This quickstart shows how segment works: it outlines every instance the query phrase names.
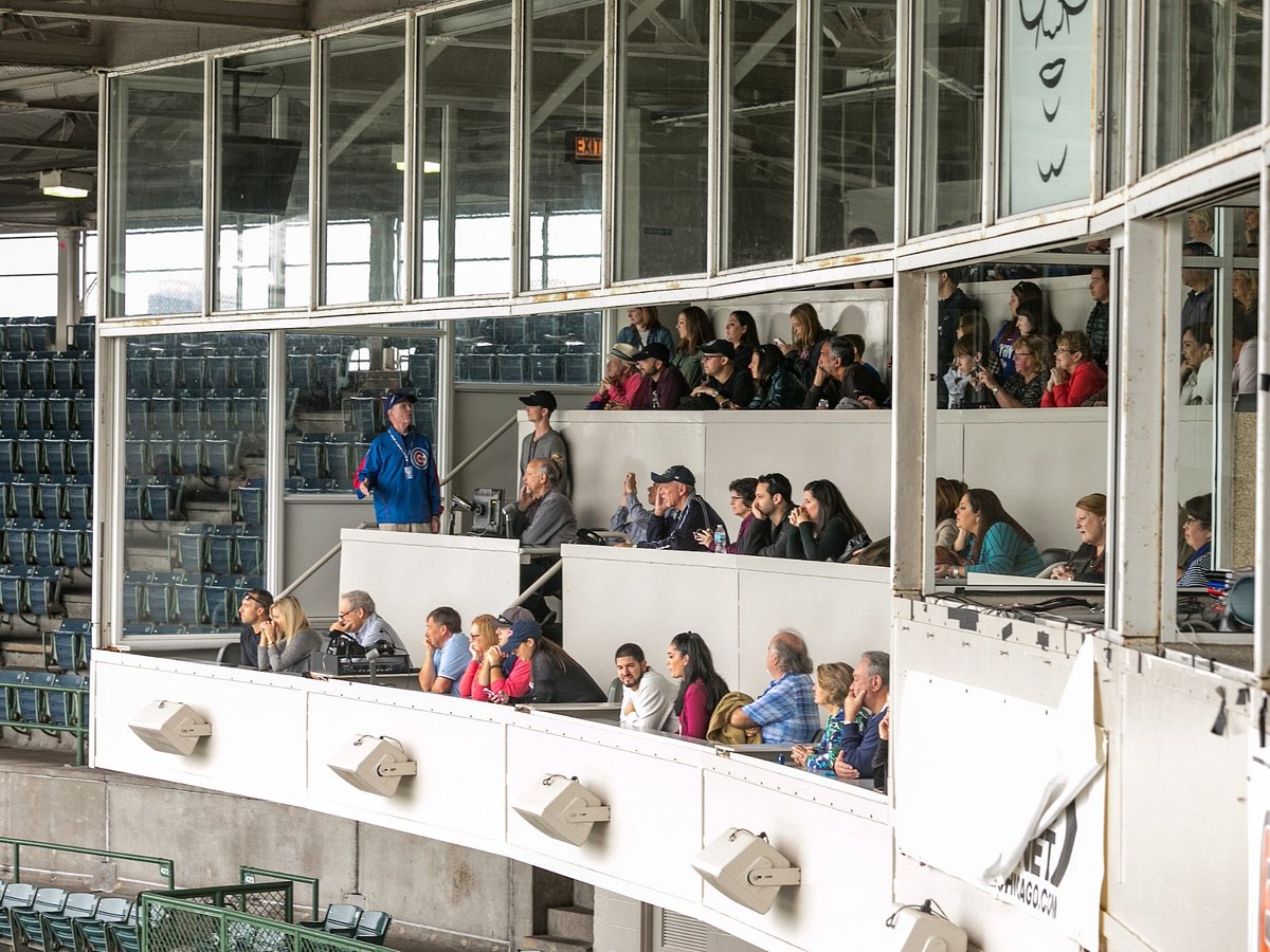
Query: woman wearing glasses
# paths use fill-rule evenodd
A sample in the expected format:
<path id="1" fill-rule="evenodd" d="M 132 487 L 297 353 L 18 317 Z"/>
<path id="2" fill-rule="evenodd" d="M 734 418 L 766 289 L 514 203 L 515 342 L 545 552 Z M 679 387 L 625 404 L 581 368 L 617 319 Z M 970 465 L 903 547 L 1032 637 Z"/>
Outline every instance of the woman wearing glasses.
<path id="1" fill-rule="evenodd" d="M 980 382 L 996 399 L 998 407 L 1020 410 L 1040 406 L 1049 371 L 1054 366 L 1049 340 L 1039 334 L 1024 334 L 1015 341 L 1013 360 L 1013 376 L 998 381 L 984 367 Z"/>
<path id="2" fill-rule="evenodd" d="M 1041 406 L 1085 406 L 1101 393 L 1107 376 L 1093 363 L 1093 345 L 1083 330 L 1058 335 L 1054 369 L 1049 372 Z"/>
= = = =
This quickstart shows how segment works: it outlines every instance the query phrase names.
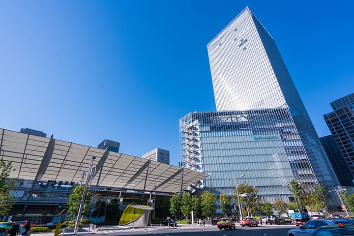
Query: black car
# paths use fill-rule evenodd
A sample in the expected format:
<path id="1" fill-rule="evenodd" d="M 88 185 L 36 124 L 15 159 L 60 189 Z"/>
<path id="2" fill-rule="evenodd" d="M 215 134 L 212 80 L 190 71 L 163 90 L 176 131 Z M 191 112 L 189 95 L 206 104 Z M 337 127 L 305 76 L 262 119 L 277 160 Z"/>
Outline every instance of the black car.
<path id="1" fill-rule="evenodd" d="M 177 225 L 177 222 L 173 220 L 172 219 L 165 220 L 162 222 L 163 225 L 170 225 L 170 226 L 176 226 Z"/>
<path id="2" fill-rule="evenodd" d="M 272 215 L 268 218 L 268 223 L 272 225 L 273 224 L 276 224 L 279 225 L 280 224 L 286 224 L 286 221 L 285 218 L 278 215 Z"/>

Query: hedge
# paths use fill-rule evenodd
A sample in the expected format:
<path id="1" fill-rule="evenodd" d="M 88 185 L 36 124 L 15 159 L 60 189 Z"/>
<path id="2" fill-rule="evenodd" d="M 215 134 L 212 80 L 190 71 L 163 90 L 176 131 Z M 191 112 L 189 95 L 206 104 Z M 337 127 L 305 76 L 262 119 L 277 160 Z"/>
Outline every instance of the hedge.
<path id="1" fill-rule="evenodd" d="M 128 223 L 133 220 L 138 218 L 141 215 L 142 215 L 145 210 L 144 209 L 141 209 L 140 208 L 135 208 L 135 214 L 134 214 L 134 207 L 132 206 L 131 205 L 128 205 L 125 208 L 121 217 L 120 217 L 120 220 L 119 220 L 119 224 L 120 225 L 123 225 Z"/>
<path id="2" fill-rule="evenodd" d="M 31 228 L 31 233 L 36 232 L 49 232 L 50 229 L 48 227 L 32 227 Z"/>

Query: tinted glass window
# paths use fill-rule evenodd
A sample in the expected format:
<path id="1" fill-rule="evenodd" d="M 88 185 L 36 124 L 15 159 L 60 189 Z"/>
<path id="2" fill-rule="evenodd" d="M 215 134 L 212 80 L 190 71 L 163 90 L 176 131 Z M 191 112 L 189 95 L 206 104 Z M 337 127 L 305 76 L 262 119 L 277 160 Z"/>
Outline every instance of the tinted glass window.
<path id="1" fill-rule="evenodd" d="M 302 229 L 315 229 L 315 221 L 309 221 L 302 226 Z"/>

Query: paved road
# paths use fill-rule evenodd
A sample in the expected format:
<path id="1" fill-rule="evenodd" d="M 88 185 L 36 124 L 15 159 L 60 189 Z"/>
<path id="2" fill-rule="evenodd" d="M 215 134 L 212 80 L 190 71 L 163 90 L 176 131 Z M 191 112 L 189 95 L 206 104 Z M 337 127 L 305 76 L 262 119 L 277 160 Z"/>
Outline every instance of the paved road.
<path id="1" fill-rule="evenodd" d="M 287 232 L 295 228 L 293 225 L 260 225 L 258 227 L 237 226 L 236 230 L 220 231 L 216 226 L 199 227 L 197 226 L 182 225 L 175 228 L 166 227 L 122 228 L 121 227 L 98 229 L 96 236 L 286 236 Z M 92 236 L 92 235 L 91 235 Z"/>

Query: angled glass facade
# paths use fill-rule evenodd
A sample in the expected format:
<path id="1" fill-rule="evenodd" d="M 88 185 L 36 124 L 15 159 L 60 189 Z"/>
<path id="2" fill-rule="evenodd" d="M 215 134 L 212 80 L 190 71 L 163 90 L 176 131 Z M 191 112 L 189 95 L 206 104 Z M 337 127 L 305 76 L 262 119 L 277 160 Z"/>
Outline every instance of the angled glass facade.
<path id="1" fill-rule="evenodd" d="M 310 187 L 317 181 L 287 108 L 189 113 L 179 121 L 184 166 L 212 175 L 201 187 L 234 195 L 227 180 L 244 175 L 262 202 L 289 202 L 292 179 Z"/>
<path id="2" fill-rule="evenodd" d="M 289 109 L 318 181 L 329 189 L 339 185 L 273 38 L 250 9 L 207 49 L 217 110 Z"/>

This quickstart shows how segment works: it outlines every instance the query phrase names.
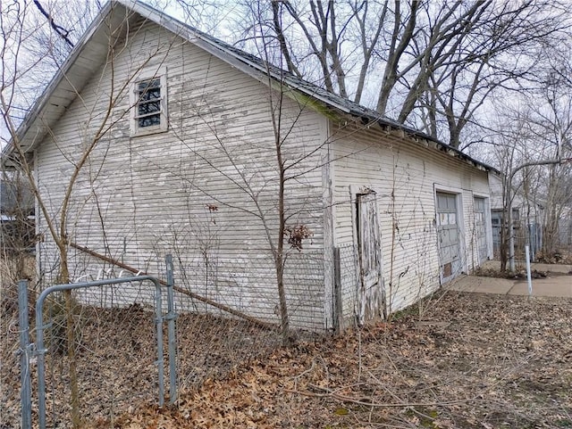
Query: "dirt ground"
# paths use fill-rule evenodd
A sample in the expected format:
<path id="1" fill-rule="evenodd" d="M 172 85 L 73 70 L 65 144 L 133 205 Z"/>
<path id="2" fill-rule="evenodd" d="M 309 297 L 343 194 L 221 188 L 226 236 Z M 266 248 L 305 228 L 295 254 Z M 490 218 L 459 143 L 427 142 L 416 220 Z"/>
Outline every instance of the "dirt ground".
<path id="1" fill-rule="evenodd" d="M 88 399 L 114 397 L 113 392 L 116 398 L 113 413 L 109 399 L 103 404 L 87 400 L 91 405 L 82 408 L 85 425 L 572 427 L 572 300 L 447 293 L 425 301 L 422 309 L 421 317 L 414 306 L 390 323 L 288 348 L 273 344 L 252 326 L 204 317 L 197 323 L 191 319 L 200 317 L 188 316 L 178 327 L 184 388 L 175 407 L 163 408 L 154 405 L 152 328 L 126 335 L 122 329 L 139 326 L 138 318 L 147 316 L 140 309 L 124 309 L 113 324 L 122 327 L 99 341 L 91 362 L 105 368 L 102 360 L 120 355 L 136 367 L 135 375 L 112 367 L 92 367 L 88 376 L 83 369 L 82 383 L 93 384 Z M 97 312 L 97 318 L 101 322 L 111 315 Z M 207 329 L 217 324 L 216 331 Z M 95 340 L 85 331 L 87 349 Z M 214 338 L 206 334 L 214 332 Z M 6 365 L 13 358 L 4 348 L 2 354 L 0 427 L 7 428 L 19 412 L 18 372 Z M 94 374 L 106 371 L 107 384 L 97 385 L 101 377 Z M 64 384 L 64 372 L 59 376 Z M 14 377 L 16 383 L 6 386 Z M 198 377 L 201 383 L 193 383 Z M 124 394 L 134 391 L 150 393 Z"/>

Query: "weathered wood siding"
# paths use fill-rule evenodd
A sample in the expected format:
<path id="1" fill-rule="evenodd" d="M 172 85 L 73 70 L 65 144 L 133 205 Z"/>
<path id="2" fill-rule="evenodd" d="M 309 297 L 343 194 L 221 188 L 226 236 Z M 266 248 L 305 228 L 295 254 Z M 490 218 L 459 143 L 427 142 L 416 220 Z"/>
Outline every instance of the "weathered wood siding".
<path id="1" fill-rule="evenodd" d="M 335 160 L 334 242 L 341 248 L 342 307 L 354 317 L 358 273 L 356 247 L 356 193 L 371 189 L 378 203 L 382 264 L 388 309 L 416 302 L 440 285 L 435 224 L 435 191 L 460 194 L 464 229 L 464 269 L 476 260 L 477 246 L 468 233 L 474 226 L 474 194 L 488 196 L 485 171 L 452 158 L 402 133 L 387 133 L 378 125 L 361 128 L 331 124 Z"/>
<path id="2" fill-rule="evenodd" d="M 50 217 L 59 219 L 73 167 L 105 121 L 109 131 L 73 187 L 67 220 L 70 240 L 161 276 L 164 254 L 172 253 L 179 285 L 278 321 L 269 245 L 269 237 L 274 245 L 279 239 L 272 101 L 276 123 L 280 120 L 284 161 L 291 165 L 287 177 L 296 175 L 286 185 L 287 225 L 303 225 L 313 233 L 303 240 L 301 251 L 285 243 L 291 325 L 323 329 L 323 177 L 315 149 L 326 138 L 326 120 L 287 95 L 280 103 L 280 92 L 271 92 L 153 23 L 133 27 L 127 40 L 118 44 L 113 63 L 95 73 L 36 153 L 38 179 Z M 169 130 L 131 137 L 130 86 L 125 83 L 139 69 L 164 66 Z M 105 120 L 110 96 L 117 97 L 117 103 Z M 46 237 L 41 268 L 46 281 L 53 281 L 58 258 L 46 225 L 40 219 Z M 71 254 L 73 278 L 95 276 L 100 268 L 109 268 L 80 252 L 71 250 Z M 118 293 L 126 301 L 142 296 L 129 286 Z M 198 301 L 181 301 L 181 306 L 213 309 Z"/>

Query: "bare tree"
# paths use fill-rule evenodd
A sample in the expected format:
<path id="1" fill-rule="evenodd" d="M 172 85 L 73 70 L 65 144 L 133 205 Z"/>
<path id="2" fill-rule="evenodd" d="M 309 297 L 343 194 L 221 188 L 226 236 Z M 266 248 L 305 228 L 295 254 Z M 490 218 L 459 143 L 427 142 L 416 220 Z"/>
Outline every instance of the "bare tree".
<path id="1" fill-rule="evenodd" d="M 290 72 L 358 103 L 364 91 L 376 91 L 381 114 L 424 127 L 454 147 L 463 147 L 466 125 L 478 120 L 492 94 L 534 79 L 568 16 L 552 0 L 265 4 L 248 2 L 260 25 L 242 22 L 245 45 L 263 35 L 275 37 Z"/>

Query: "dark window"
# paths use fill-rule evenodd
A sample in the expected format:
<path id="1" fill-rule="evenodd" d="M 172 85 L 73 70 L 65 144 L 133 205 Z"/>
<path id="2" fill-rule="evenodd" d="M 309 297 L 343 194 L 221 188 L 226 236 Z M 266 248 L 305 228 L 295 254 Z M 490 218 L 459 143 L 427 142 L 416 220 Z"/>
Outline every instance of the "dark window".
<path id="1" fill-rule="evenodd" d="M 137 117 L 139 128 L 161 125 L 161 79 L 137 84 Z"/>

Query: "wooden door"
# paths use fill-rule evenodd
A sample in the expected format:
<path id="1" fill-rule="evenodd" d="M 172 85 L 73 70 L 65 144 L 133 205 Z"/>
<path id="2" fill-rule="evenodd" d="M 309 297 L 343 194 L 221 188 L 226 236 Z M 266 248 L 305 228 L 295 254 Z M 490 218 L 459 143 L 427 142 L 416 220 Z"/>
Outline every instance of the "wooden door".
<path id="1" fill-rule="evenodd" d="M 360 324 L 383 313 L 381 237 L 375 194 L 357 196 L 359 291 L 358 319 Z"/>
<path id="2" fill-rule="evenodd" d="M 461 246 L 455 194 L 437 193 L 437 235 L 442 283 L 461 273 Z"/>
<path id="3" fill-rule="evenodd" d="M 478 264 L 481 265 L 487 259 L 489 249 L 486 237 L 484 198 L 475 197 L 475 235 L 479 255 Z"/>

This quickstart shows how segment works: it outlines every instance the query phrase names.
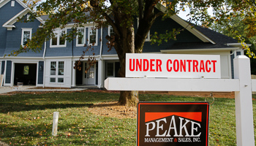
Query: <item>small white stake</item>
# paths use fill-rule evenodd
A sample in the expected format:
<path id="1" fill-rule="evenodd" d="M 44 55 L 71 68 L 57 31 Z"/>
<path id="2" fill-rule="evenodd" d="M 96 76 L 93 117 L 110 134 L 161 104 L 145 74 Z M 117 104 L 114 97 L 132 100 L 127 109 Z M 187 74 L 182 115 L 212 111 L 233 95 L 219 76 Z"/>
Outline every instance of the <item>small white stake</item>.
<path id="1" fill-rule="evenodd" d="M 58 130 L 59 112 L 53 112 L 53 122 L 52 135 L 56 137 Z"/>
= = = =
> _WHAT IS NEEDED_
List every line in the records that contains the word "facade", matching case exactly.

> _RESULT_
Query: angled glass facade
Outline every instance of the angled glass facade.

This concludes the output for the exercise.